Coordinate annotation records
========

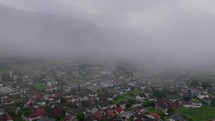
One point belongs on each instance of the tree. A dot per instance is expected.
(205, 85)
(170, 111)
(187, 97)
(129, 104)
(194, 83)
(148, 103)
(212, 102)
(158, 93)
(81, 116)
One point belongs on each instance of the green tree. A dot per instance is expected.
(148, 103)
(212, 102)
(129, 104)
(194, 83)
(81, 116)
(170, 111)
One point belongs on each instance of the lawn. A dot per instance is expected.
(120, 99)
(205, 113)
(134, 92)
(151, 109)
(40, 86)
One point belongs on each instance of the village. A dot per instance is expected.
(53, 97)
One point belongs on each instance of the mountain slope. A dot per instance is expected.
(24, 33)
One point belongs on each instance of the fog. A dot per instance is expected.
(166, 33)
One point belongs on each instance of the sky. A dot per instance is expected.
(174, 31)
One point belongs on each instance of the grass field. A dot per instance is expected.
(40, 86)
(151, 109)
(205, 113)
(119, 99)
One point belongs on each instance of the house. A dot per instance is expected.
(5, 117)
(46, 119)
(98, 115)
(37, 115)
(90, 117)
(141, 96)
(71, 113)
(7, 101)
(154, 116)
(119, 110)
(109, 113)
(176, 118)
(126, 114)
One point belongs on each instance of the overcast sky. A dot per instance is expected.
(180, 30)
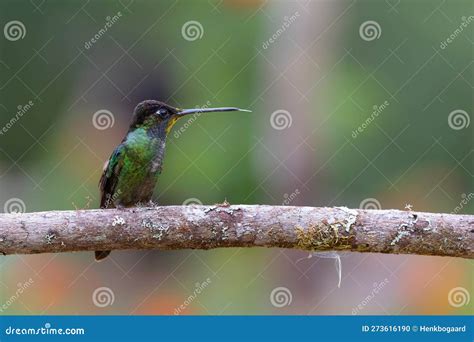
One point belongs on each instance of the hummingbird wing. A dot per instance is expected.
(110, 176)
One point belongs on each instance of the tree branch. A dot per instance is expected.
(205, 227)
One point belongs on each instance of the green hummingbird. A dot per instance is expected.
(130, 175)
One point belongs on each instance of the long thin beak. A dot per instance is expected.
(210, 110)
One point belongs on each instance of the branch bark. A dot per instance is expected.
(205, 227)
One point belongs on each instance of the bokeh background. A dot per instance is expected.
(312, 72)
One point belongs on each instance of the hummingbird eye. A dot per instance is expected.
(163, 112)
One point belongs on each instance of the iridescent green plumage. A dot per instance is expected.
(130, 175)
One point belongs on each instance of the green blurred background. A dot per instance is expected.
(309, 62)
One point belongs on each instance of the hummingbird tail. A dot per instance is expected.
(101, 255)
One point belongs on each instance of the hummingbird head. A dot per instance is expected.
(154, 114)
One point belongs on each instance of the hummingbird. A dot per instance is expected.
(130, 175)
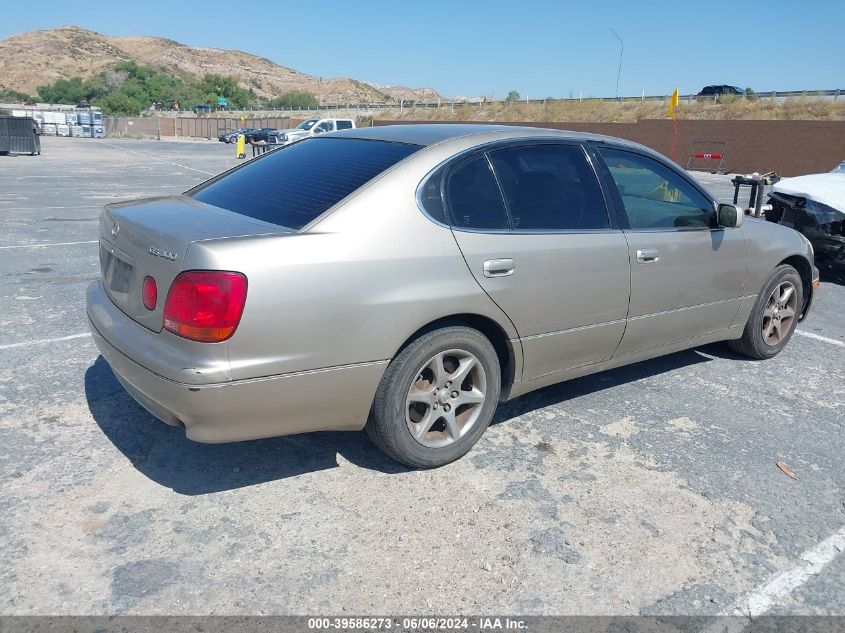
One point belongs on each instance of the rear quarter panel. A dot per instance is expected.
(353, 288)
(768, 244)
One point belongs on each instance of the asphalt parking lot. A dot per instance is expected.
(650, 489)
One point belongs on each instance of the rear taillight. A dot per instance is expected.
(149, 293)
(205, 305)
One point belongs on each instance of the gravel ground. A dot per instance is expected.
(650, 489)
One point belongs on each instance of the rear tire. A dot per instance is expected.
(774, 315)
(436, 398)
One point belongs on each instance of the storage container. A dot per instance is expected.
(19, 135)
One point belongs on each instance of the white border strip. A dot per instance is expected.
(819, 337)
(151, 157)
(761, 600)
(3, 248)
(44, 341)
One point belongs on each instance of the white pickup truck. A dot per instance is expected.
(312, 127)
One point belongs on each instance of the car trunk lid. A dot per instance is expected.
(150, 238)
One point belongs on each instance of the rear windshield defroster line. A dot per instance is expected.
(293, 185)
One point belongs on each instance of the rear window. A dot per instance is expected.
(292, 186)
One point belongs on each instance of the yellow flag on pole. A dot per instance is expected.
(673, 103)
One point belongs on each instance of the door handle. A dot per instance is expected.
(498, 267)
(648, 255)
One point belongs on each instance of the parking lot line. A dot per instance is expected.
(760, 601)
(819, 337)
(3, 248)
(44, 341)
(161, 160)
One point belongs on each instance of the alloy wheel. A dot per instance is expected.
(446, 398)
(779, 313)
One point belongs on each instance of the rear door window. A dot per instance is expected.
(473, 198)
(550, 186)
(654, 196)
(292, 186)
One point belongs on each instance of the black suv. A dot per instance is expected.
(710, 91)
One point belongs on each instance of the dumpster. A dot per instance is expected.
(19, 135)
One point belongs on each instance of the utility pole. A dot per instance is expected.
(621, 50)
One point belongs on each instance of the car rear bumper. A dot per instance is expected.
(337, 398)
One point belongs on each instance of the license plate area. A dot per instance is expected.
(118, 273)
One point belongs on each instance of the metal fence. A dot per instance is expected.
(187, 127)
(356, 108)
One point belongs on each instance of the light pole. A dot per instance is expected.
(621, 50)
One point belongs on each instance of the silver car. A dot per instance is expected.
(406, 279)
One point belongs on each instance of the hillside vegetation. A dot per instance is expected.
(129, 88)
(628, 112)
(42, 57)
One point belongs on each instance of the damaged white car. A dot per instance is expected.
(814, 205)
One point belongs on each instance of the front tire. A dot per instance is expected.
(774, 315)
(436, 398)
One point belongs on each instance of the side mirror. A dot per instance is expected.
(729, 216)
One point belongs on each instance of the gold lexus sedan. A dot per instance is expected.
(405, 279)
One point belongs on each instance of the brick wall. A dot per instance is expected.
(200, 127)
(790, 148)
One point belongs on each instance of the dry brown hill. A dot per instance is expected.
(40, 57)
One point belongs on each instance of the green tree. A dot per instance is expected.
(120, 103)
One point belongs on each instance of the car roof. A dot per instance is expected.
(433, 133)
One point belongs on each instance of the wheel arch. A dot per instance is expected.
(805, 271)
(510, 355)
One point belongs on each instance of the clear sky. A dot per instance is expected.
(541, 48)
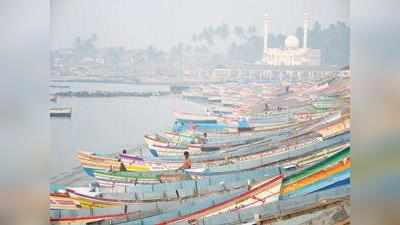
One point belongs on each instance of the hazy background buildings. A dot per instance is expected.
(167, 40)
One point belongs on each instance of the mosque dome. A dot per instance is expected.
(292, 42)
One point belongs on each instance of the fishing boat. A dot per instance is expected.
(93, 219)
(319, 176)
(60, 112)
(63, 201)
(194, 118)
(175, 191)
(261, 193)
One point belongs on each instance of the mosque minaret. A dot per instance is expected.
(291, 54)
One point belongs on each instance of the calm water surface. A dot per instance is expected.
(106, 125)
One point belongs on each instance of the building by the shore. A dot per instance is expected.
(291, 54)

========

■ What is expected:
Copy all the records above exactly, but leave out the pictures.

■ Task answer:
One point belongs on each instance of the tree. A dot per instance is expected.
(205, 85)
(170, 111)
(187, 97)
(129, 104)
(194, 83)
(148, 103)
(212, 102)
(158, 93)
(81, 116)
One point belongs on each instance of the green tree. A dot per instance is expected.
(148, 103)
(212, 102)
(129, 104)
(194, 83)
(81, 116)
(170, 111)
One point belongs on each instance of the lawn. A dot per instance is expected.
(120, 99)
(205, 113)
(134, 92)
(151, 109)
(40, 86)
One point belongs on each instance of the village. A dot per instance is expected.
(53, 97)
One point belongs on each instance of the mountain slope. A dot per instance is expected.
(24, 33)
One point belongs on each instance of the fog. A dot per instance is expected.
(166, 33)
One point belongs on each instance of the sky. A dot per instance is expected.
(174, 31)
One point belongs on each instance of the grass field. A dot per instance is expected.
(40, 86)
(151, 109)
(205, 113)
(119, 99)
One point belongs on each instance of the house. A dot per instance is expected.
(5, 117)
(46, 119)
(98, 115)
(37, 115)
(90, 117)
(141, 96)
(71, 113)
(7, 101)
(154, 116)
(119, 110)
(109, 113)
(176, 118)
(126, 114)
One point belongs on each instance of the overcast sky. A dot per instance is expected.
(180, 30)
One point belongs on each instance of the hummingbird wing. A dot per instance is expected.
(110, 176)
One point belongs on each instance of the tree branch. A dot per instance is expected.
(205, 227)
One point belongs on each instance of the green hummingbird. A dot per instance is expected.
(130, 175)
One point belongs on each instance of the long thin beak. A dot per instance is expected.
(210, 110)
One point belongs on each instance of the branch bark. A dot per instance is expected.
(205, 227)
One point belongs on each instance of the bokeh background. A dot per instance is expected.
(312, 72)
One point belongs on each instance of the hummingbird eye. A dot per instance is expected.
(163, 112)
One point belongs on each instance of the iridescent green plumage. A dot per instance is expected.
(130, 175)
One point belongs on each instance of the green blurred background. A dot per instance is expected.
(309, 62)
One point belongs on each instance of the hummingbird tail. A dot per instance is expected.
(101, 255)
One point belongs on each instance of the hummingbird head. A dot per instance is expected.
(154, 114)
One point belongs on each instance of the hummingbird. A dot per instance is expected.
(130, 175)
One point belongs on each instance of the rear quarter panel. A dot per instance is expected.
(353, 288)
(768, 244)
One point belongs on each instance of the asphalt parking lot. A dot per instance is expected.
(650, 489)
One point belongs on each instance of the rear taillight. A dot per instance is expected.
(149, 293)
(205, 305)
One point belongs on each instance of the gravel ground. A dot per instance is expected.
(650, 489)
One point belongs on each instance of the rear tire. A dot per instance is expected.
(774, 315)
(436, 398)
One point belongs on each instance of the storage container. A dot per instance is expected.
(19, 135)
One point belongs on each instance of the white border strip. A dot per instance is expected.
(819, 337)
(151, 157)
(761, 600)
(3, 248)
(44, 341)
One point belongs on each instance of the white pickup truck. A dot per instance is expected.
(312, 127)
One point belongs on each instance of the car trunk lid. A dot per instance is expected.
(150, 238)
One point belongs on each instance of the rear windshield defroster line. A dot per instance is expected.
(293, 185)
One point belongs on each instance of the rear window. A dot per instance is expected.
(292, 186)
One point belongs on each instance of the yellow flag on pole. A dot per instance is expected.
(673, 103)
One point belongs on each instance of the door handle. A dot per instance is expected.
(498, 267)
(648, 255)
One point belongs on each instance of the parking lot line. A dot per instance is expected.
(760, 601)
(819, 337)
(3, 248)
(44, 341)
(161, 160)
One point belongs on each instance of the alloy wheel. A dot per instance is expected.
(446, 398)
(779, 313)
One point belongs on each instance of the rear door window. A dot per instance is expected.
(473, 198)
(550, 186)
(654, 196)
(292, 186)
One point belongs on each instance of the black suv. A dot per instance is expected.
(710, 91)
One point belongs on each instance of the dumpster. A dot per instance is expected.
(19, 135)
One point belongs on each instance of the utility pole. A dot per instance is expected.
(621, 50)
One point belongs on each instance of the car rear bumper. A dot per instance is expected.
(337, 398)
One point belongs on each instance of the license plate area. A dot per instance is expected.
(118, 273)
One point belongs on each instance of the metal fence. A dot per instance is expected.
(187, 127)
(356, 108)
One point belongs on each instance of the light pole. A dot per instance is expected.
(621, 50)
One point belongs on each instance of the silver car. A dot per instance is expected.
(406, 279)
One point belongs on each instance of the hillside vegetation. A dot per instance is expected.
(129, 88)
(628, 112)
(42, 57)
One point belongs on each instance of the damaged white car. A dot per instance is expected.
(814, 205)
One point belongs on each instance of the front tire. A dot per instance is expected.
(774, 315)
(436, 398)
One point belongs on each instance of the side mirror. A dot per instance is expected.
(729, 216)
One point belongs on each instance of the gold lexus sedan. A dot per instance is expected.
(405, 279)
One point belongs on each instance of the brick wall. A dot per instance is expected.
(200, 127)
(790, 148)
One point belongs on each instance of the dry brown hill. A dot per instance is expected.
(40, 57)
One point belongs on each instance of the green tree. A dot per instance is expected.
(120, 103)
One point belongs on each instance of the car roof. A dot per instance is expected.
(433, 133)
One point belongs on each instance of the wheel arch. A dot per instance is expected.
(805, 271)
(510, 355)
One point belongs on each instance of the clear sky. A dot per instance is expected.
(541, 48)
One point belongs on each instance of the hazy background buildings. A dot per instance is expected.
(167, 40)
One point belongs on each instance of the mosque dome. A dot per instance is expected.
(292, 42)
One point belongs on each instance of the fishing boat. A dot per instance is expected.
(93, 219)
(319, 176)
(60, 112)
(63, 201)
(194, 118)
(175, 191)
(261, 193)
One point belongs on each instance of the mosque minaret. A dot per instance is expected.
(291, 54)
One point belongs on each instance of the calm water surface. A dot per instance is expected.
(106, 125)
One point belongs on each instance of the building by the shore. A dot per instance is expected.
(291, 54)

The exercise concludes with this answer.